EXCERPT TO READ:
[BEGIN]

The specifics of plaintiff's arguments are somewhat confusing, but the gist of it is that the jury apparently awarded compensation for three months of overpayments ($309 each month-when it should have been $300-for a total of $27, which would cover three months of overpayments) but should have awarded the $9 per month for forty-one months, for a total of $369. Id.
In the case as submitted to the jury, the $9 per month difference was sought only by way of plaintiff's claim under the Oklahoma Consumer Protection Act. Jury Instructions, doc. no. 76, at 6, 9 (Inst. no. 3). On that claim, the jury was instructed that, for plaintiff to prevail, she would have to prove (among other things) that “the defendant engaged in an unlawful practice under the OCPA by committing an unfair or deceptive trade practice.” Id. at 43 (Inst. no. 33). An unfair trade practice was defined as any practice “which offends established public policy or if the practice is immoral, unethical, oppressive, unscrupulous, or substantially injurious to a person.” A deceptive trade practice was defined as “a misrepresentation, omission or other practice that has deceived or could reasonably be expected to deceive or mislead a person to the detriment of that person.” Id.
In the twenty-three page verdict form, the jury was required to make a specific finding as to the number of times the defendants violated the OCPA by concealing the fact that the rent was $300 rather than $309. Verdict Form, doc. no. 79, at 21. The jury's answer, entered in longhand by the foreperson: 3. The jury was also required to make a specific finding as to the total amount of the $9 overpayments for which plaintiff should recover under the OCPA. The jury's answer, entered in longhand by the foreperson: $27. Id. at 19 (“Rent Obligation”).

[END]

Point-based annotation data:
[BEGIN]

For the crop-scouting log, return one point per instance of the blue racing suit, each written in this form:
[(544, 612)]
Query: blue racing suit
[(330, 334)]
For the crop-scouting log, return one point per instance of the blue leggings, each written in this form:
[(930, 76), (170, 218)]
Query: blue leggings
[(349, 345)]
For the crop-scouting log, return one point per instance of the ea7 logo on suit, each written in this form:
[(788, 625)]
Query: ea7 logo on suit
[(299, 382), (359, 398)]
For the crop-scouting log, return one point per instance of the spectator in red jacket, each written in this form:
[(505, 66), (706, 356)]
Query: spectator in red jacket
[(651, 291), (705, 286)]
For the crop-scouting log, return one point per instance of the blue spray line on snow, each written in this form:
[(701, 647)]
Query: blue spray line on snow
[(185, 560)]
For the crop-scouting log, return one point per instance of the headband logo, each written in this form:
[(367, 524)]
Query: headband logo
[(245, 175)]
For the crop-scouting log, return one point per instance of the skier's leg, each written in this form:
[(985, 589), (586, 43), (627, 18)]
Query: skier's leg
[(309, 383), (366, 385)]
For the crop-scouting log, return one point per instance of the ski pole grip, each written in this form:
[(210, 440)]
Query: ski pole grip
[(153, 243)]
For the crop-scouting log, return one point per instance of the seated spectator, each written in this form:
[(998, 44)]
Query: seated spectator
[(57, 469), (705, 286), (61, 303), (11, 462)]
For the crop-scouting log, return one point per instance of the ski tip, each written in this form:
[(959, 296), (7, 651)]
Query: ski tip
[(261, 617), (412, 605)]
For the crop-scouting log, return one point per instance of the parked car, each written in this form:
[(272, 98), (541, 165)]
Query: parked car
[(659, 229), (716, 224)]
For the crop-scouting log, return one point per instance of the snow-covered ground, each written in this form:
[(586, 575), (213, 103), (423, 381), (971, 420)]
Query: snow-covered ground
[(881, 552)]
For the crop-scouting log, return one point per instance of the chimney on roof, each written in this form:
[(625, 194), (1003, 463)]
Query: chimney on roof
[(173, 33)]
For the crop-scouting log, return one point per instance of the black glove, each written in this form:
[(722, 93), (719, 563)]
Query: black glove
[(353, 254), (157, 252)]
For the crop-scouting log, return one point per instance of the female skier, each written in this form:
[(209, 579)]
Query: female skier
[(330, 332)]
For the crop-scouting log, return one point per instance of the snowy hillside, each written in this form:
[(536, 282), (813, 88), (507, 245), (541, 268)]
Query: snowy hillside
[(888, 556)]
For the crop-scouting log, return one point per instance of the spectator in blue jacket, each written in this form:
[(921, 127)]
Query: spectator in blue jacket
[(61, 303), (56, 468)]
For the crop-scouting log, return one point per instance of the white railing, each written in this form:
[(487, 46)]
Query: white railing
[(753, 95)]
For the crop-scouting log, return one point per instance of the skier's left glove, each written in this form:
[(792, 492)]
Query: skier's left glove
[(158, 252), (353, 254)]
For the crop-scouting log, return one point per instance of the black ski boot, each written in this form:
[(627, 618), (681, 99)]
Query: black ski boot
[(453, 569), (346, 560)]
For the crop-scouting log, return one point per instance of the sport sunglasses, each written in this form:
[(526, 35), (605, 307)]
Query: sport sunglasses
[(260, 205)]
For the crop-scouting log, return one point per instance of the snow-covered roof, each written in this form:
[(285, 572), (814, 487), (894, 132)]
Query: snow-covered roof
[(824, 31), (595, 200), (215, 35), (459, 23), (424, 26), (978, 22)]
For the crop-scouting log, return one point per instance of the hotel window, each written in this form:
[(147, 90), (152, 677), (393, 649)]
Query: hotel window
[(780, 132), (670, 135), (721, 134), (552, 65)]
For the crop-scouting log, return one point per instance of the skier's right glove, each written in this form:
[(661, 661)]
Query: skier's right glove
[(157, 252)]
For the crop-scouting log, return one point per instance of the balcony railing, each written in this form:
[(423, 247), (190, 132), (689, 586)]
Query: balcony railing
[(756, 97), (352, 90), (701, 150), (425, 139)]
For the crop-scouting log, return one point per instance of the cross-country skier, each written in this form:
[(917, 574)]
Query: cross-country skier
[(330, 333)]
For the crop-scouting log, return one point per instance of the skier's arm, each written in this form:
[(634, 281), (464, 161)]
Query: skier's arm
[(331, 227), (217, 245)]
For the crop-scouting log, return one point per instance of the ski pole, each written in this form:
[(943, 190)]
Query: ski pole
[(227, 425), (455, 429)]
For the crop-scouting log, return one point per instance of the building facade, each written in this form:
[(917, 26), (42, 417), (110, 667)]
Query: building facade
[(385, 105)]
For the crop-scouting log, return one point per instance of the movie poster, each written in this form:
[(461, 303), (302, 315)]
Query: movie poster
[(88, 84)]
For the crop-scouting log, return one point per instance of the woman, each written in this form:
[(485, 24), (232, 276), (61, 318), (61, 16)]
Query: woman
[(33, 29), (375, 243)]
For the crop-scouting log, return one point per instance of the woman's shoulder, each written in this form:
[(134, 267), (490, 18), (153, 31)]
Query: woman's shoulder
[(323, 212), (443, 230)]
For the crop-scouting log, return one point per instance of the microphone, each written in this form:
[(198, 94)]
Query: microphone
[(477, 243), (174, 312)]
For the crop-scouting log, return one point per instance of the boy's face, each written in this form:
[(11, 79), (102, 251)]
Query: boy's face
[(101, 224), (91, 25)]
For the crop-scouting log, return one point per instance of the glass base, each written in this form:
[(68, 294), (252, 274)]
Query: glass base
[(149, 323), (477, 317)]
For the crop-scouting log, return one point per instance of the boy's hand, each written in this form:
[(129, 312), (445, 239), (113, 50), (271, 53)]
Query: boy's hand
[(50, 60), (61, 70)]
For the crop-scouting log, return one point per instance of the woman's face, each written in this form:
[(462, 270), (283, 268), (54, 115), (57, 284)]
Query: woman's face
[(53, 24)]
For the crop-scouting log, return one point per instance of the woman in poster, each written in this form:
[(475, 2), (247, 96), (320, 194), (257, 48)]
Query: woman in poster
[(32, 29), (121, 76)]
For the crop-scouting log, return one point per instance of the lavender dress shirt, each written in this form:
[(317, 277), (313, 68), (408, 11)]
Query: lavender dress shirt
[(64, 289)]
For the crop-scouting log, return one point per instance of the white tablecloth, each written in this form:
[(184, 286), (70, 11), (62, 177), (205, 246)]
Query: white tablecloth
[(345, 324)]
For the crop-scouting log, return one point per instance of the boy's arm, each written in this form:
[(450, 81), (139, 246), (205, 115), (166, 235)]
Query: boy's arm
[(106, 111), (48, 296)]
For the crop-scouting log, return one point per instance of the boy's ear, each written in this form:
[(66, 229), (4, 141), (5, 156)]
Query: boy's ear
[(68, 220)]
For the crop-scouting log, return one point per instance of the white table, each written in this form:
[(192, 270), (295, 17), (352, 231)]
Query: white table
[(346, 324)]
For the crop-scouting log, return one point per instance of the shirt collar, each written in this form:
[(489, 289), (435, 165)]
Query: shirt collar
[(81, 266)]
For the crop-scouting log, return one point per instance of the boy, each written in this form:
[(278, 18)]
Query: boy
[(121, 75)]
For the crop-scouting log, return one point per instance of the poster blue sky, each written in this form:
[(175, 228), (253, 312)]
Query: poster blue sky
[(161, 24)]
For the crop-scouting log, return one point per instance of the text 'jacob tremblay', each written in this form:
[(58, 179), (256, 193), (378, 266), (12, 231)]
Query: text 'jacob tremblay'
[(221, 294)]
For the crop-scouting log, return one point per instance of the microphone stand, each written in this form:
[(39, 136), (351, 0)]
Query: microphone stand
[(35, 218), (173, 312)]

[END]

THE TASKS:
A. In the court excerpt, how many pages long was the verdict form?
B. Reproduce the court excerpt from "The specifics of" up to and including "of $369. Id.", substituting "excess payments" for "overpayments" wherever it occurs.

ANSWERS TO THE TASKS:
A. Twenty-three pages.

B.
The specifics of plaintiff's arguments are somewhat confusing, but the gist of it is that the jury apparently awarded compensation for three months of excess payments ($309 each month-when it should have been $300-for a total of $27, which would cover three months of excess payments) but should have awarded the $9 per month for forty-one months, for a total of $369. Id.